# start of Extracted material
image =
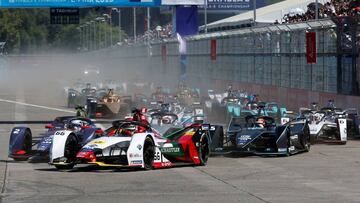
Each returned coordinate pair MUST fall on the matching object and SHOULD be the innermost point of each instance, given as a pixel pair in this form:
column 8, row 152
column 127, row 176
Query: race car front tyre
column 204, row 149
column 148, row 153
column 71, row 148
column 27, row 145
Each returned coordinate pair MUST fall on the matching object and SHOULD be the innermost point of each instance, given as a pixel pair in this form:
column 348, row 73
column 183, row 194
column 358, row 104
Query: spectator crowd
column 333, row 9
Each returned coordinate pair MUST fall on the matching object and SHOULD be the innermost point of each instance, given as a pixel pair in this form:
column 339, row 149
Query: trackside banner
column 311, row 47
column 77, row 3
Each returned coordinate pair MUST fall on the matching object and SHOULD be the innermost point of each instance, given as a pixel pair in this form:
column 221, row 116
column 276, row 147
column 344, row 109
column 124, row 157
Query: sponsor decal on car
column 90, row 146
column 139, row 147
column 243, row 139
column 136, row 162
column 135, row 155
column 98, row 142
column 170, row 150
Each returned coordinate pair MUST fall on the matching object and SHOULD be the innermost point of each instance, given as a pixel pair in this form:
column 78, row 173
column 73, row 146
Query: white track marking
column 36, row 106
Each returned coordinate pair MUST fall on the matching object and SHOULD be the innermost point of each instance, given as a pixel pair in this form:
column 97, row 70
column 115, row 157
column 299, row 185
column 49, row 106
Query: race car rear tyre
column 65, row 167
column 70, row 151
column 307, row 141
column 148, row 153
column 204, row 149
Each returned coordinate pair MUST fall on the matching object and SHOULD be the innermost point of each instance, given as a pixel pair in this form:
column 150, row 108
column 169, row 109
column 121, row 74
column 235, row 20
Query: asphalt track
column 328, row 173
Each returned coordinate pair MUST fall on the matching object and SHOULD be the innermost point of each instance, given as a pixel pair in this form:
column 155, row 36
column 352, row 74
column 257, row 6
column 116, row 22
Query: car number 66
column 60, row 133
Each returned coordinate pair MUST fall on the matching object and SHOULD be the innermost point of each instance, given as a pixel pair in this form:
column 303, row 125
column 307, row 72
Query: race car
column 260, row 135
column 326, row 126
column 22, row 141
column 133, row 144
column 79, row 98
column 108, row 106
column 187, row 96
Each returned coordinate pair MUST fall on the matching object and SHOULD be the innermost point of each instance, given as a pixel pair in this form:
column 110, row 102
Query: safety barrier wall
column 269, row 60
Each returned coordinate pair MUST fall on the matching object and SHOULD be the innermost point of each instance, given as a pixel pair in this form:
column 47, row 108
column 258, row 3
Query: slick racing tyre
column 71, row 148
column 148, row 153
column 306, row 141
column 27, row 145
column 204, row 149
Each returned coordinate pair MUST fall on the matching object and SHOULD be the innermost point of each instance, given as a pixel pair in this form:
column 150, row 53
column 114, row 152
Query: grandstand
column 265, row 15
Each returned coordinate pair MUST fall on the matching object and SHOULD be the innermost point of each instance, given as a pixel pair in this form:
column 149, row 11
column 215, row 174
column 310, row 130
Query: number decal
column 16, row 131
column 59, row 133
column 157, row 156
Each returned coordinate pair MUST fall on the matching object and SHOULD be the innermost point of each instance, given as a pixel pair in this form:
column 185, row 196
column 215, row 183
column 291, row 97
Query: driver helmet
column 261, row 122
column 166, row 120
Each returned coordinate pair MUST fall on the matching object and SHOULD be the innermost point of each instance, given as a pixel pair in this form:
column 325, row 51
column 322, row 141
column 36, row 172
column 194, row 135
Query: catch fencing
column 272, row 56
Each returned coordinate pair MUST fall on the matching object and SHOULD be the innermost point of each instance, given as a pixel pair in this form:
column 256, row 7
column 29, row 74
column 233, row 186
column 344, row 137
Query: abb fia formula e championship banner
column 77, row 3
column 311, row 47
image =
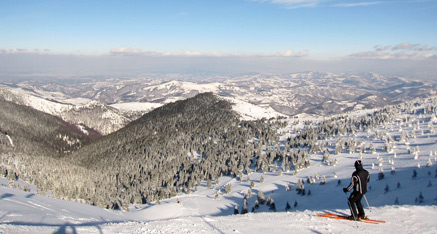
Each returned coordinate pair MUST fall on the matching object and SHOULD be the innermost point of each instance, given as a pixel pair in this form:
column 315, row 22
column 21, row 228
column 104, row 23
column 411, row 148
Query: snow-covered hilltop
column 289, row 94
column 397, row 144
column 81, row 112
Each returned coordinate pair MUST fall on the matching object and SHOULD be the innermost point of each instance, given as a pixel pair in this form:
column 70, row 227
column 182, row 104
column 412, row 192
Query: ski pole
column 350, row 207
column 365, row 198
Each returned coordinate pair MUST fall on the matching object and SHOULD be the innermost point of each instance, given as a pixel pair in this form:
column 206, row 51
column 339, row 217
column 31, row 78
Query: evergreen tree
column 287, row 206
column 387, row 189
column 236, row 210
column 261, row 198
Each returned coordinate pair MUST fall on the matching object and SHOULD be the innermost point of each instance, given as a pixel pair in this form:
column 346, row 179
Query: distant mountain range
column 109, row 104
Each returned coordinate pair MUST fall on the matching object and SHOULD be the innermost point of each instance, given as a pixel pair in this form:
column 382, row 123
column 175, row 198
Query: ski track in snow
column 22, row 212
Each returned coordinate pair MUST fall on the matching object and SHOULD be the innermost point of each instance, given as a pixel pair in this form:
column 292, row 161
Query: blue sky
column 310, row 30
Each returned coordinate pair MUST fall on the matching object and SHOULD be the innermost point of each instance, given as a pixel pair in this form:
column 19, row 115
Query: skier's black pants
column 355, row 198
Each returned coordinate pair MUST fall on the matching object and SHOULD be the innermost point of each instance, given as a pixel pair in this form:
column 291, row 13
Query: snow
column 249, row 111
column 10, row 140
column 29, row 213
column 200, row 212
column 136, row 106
# end of Extracted material
**What you have to do**. Transcribe the whole listing exactly. Pictures stay out of your copy.

**Answer for this exercise**.
image =
Each returned coordinate pair MUST fall on the matching object and SHOULD be the innermost point of each instance, given as a pixel pair in this form:
column 8, row 152
column 127, row 176
Query: race car front tyre
column 204, row 149
column 148, row 153
column 71, row 148
column 27, row 145
Each returned coordinate pair MUST fall on the matching object and SHOULD be the innermost point of each instance, given as a pixel pair in this form:
column 348, row 73
column 183, row 194
column 358, row 104
Query: spectator crowd
column 333, row 9
Each returned coordinate pair MUST fall on the matching object and SHOULD be the innermost point of each instance, given as a pixel pair in this form:
column 339, row 149
Query: trackside banner
column 311, row 47
column 77, row 3
Each returned coordinate pair MUST fall on the matching object and SHOULD be the innermost point of each instance, given as a pixel pair in this form:
column 221, row 116
column 276, row 147
column 344, row 109
column 124, row 157
Query: sponsor decal on car
column 90, row 146
column 139, row 147
column 243, row 139
column 136, row 162
column 135, row 155
column 98, row 142
column 170, row 150
Each returned coordinate pair MUST fall on the matching object and SHOULD be the innermost point of each instance, given as a pixel pair in this form:
column 78, row 173
column 73, row 146
Query: white track marking
column 36, row 106
Each returned coordinate pair MUST fall on the matching object and SHOULD be the innermost point of each instance, given as a pixel pair in this form:
column 97, row 70
column 115, row 157
column 299, row 185
column 49, row 106
Query: race car rear tyre
column 65, row 167
column 70, row 151
column 307, row 141
column 148, row 153
column 204, row 149
Each returned coordinate pair MUST fall on the matching object and SHOULD be the innermost point of each instance, given as a pixel pair in this form:
column 150, row 108
column 169, row 109
column 121, row 74
column 235, row 20
Query: asphalt track
column 328, row 173
Each returned coordinate pair MUST fall on the matching object and SHOULD be the innermost point of each instance, given as a pixel pair in this form:
column 155, row 36
column 352, row 74
column 257, row 6
column 116, row 22
Query: car number 66
column 60, row 133
Each returned coordinate pair MUST fall on the matching object and SHOULD be the innermost point of each instance, given as a pixel pair in this form:
column 303, row 125
column 307, row 72
Query: race car
column 260, row 135
column 326, row 126
column 22, row 141
column 133, row 144
column 79, row 98
column 108, row 106
column 187, row 96
Each returned coordinate pair MUST fall on the matching object and SHOULD be the innermost point of each instance, given as a pixel pair in this form:
column 110, row 102
Query: safety barrier wall
column 269, row 60
Each returned coordinate pair MUST fall on the matching object and SHOULD be the innermost point of each instance, given as a pixel pair in this form:
column 47, row 108
column 258, row 3
Query: slick racing tyre
column 71, row 148
column 148, row 153
column 306, row 141
column 27, row 145
column 204, row 149
Each returned coordinate pair MUST fall on the matching object and SHOULD be the innermost point of each instance, given as a pixel pair in this form:
column 150, row 53
column 114, row 152
Query: grandstand
column 265, row 15
Each returned coordinate pair MUST fall on the matching object and SHOULD be the innermost point of each instance, given as a pixel pair in this form:
column 149, row 11
column 215, row 174
column 310, row 130
Query: number decal
column 16, row 131
column 59, row 133
column 157, row 156
Each returned coordinate pair MUST fall on the matching object and SHOULD be the innermost point of each instance, given as a pixel pair in this form:
column 185, row 196
column 215, row 183
column 291, row 97
Query: driver helmet
column 261, row 122
column 166, row 120
Each returned coordinate pair MUST fall on the matching object and SHOULD be the innermost point of each instance, given as a pixel pair in this form:
column 325, row 51
column 322, row 141
column 36, row 172
column 194, row 135
Query: catch fencing
column 272, row 56
Each returned coordinate pair MUST fall on the matching object and SHOULD be the innermost point of each instance, given as a pixel pair in this form:
column 256, row 7
column 29, row 74
column 233, row 186
column 344, row 137
Query: abb fia formula e championship banner
column 77, row 3
column 311, row 47
image =
Each returned coordinate pair MUST fall on the matching object and SHOULD be the innermost point of each instance, given as a pixel pair in this form:
column 315, row 22
column 21, row 228
column 104, row 23
column 411, row 148
Query: snow-covered hilltop
column 289, row 94
column 397, row 144
column 81, row 112
Each returned coordinate pair MUST fall on the matching object and SHOULD be the innermost point of each instance, given as a pixel pair in this form:
column 70, row 227
column 182, row 104
column 412, row 192
Query: ski pole
column 350, row 207
column 365, row 198
Each returned coordinate pair MUST fall on the matching object and SHOULD be the innermost point of each instance, given as a pixel pair in this form:
column 206, row 51
column 339, row 217
column 31, row 78
Query: evergreen tree
column 287, row 206
column 387, row 189
column 236, row 210
column 261, row 198
Each returned coordinate pair MUST fall on the matching object and SHOULD be the innermost point of each instance, given as a pixel pair in this form:
column 346, row 179
Query: distant mountain range
column 109, row 104
Each returned coordinate pair MUST fall on the matching object and SHOULD be the innermost point of each instance, given as a pixel pair in this form:
column 382, row 123
column 175, row 198
Query: ski track in snow
column 22, row 212
Each returned coordinate pair MUST fall on the matching object and SHOULD be the innermost point of each instance, given as a pixel pair in this form:
column 292, row 161
Query: blue sky
column 310, row 30
Each returned coordinate pair MUST fall on the matching object and SHOULD be the innermost point of each instance, given as a pixel pair in this form:
column 19, row 115
Query: skier's black pants
column 355, row 198
Each returned coordinate pair MUST fall on the matching object and SHOULD be the innermost point of each instance, given as a pixel pair in this form:
column 291, row 13
Query: snow
column 249, row 111
column 10, row 140
column 29, row 213
column 200, row 212
column 136, row 106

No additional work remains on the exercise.